THE TASK:
In the Paleo diet article below, take the part that opens with "You’ve probably heard" and closes with "(no pun intended).", substitute "Stone Age" for every "Paleo", and write that part out again.

DOCUMENT EXTRACT:
□ □ □ □ □ □ □

Despite health claims for eating like our ancestors, the Paleo diet causes more harm than good, removing essential food groups and causing potential damage to your kidneys and liver.
You’ve probably heard about the Paleo diet; maybe you’ve even tried it. This primal eating trend is everywhere, encouraging us to eat like our ancient ancestors did. Paleo proponents argue, to be healthier, leaner, stronger and fitter, we must re-think our diet and remove some of the food groups we consider basic.
Promising everything from fat loss, to more energy, and clearer skin, Paleo certainly has its appeal. However, the insanely popular Paleo diet, which shuns dairy, legumes, grains, and processed junk foods in favor of nuts, meat, fruits, and vegetables, has some seriously fatal flaws (no pun intended).
While it is true that caveman got their nutrients from plants, seeds, and animals, the true caveman diet consisted of eating other people!
Does Paleo Mean Eating Other People?

□ □ □ □ □ □ □

PROVIDED RECORDS:
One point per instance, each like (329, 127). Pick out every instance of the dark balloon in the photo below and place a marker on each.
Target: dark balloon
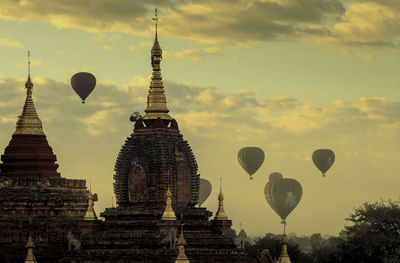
(205, 190)
(323, 159)
(275, 176)
(83, 84)
(251, 158)
(283, 195)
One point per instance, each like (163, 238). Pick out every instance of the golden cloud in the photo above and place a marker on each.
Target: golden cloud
(10, 43)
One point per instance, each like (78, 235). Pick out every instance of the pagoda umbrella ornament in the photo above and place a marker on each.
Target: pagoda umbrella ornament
(251, 158)
(323, 159)
(205, 190)
(83, 84)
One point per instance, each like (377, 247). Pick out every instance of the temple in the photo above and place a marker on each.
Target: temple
(37, 205)
(157, 187)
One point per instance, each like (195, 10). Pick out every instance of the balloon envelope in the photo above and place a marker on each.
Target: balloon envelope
(283, 195)
(251, 158)
(205, 190)
(275, 176)
(323, 159)
(83, 84)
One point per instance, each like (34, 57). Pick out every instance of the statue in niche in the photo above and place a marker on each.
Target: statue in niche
(137, 182)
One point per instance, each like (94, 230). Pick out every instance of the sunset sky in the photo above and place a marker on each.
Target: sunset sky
(288, 76)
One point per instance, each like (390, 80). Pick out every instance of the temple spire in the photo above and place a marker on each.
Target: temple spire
(29, 122)
(30, 257)
(181, 258)
(220, 215)
(156, 99)
(90, 213)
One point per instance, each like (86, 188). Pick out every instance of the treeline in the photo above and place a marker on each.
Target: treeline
(372, 235)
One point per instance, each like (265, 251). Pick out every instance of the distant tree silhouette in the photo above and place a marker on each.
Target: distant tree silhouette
(373, 236)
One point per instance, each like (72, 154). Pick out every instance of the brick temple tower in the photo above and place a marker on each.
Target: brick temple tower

□ □ □ □ □ □ □

EXERCISE RESPONSE:
You’ve probably heard about the Stone Age diet; maybe you’ve even tried it. This primal eating trend is everywhere, encouraging us to eat like our ancient ancestors did. Stone Age proponents argue, to be healthier, leaner, stronger and fitter, we must re-think our diet and remove some of the food groups we consider basic.
Promising everything from fat loss, to more energy, and clearer skin, Stone Age certainly has its appeal. However, the insanely popular Stone Age diet, which shuns dairy, legumes, grains, and processed junk foods in favor of nuts, meat, fruits, and vegetables, has some seriously fatal flaws (no pun intended).